PROBLEM REQUIREMENTS –
Turn every line of the entries below into a numbered list, and leave out any blank lines.

STORED DATA –
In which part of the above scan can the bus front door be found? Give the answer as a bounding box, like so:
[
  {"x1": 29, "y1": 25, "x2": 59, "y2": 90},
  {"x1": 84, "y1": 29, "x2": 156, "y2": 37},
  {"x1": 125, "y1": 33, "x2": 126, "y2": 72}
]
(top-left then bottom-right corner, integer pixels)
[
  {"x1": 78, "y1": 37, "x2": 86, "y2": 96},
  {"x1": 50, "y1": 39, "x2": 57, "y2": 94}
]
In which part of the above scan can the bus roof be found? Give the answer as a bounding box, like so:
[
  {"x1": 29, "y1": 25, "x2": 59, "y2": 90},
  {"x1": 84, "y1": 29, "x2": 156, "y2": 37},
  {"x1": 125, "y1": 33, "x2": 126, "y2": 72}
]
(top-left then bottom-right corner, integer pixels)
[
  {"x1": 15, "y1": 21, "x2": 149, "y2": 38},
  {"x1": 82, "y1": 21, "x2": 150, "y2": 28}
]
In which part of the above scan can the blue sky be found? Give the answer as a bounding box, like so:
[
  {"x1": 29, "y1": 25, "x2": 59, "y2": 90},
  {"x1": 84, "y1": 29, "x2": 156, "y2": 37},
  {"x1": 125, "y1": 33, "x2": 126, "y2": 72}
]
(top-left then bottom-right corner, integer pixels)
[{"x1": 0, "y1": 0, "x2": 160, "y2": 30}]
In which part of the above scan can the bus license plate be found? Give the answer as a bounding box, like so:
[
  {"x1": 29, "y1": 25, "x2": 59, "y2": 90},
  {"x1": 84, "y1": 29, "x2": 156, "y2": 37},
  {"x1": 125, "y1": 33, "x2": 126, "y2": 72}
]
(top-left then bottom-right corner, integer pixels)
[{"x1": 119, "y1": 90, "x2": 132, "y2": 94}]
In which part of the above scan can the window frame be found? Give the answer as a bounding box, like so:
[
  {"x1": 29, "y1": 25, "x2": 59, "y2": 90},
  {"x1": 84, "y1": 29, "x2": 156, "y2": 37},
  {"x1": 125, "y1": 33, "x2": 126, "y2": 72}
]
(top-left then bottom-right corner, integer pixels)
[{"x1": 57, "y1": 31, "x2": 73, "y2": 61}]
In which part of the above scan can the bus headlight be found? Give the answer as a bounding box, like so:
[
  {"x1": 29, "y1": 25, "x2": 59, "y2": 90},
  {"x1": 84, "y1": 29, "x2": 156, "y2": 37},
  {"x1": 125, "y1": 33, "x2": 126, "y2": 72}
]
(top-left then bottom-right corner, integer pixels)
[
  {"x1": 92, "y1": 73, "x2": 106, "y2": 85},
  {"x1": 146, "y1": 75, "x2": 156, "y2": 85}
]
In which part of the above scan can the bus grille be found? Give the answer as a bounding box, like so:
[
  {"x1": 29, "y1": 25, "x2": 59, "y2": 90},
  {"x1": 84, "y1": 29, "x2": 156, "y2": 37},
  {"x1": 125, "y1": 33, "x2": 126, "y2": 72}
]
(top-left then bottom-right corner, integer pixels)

FULL OUTPUT –
1. In which part of the above scan can the bus front door be found? Give the answer as a bounding box, like so:
2. [
3.   {"x1": 29, "y1": 25, "x2": 59, "y2": 90},
4.   {"x1": 84, "y1": 29, "x2": 156, "y2": 37},
5.   {"x1": 125, "y1": 33, "x2": 126, "y2": 72}
6. ]
7. (top-left then bottom-right corner, integer pixels)
8. [
9.   {"x1": 78, "y1": 37, "x2": 86, "y2": 96},
10.   {"x1": 50, "y1": 39, "x2": 57, "y2": 94}
11. ]
12. In which part of the above scan can the bus roof be found? Give the answer as a bounding box, like so:
13. [
14.   {"x1": 29, "y1": 25, "x2": 59, "y2": 90},
15.   {"x1": 84, "y1": 29, "x2": 156, "y2": 37},
16.   {"x1": 125, "y1": 33, "x2": 126, "y2": 72}
17. ]
18. (top-left then bottom-right corner, integer pixels)
19. [
20.   {"x1": 15, "y1": 21, "x2": 149, "y2": 38},
21.   {"x1": 82, "y1": 21, "x2": 150, "y2": 28}
22. ]
23. In which part of the above scan can the blue sky be found? Give the answer as a bounding box, like so:
24. [
25.   {"x1": 29, "y1": 25, "x2": 59, "y2": 90},
26.   {"x1": 84, "y1": 29, "x2": 156, "y2": 37},
27.   {"x1": 125, "y1": 33, "x2": 126, "y2": 72}
28. ]
29. (top-left then bottom-right corner, integer pixels)
30. [{"x1": 0, "y1": 0, "x2": 160, "y2": 30}]
31. In which part of the above scan can the bus license plate be found? Give the answer as a bounding box, like so:
32. [
33.   {"x1": 29, "y1": 25, "x2": 59, "y2": 90},
34.   {"x1": 84, "y1": 29, "x2": 156, "y2": 37},
35.   {"x1": 125, "y1": 33, "x2": 126, "y2": 72}
36. ]
37. (top-left then bottom-right corner, integer pixels)
38. [{"x1": 119, "y1": 90, "x2": 132, "y2": 94}]
39. In which part of the above scan can the window frame be found? Give the answer as a bounding box, like so:
40. [
41.   {"x1": 29, "y1": 25, "x2": 59, "y2": 90},
42.   {"x1": 84, "y1": 29, "x2": 156, "y2": 37},
43.   {"x1": 125, "y1": 33, "x2": 126, "y2": 72}
44. ]
45. (top-left then bottom-right corner, integer pixels)
46. [{"x1": 57, "y1": 31, "x2": 73, "y2": 61}]
47. In which part of the above scan can the bus headlight be found? Give the answer as a bounding box, like so:
48. [
49.   {"x1": 29, "y1": 25, "x2": 59, "y2": 90},
50.   {"x1": 84, "y1": 29, "x2": 156, "y2": 37},
51.   {"x1": 125, "y1": 33, "x2": 126, "y2": 72}
52. ]
53. (top-left then bottom-right corner, integer pixels)
54. [
55.   {"x1": 92, "y1": 73, "x2": 106, "y2": 85},
56.   {"x1": 146, "y1": 75, "x2": 156, "y2": 85}
57. ]
58. In which part of the above scan can the bus grille be found? Give the answer as a bounding box, like so:
59. [
60.   {"x1": 29, "y1": 25, "x2": 59, "y2": 90},
61.   {"x1": 84, "y1": 29, "x2": 156, "y2": 37},
62.   {"x1": 125, "y1": 33, "x2": 126, "y2": 72}
63. ]
64. (top-left then bottom-right corner, integer pixels)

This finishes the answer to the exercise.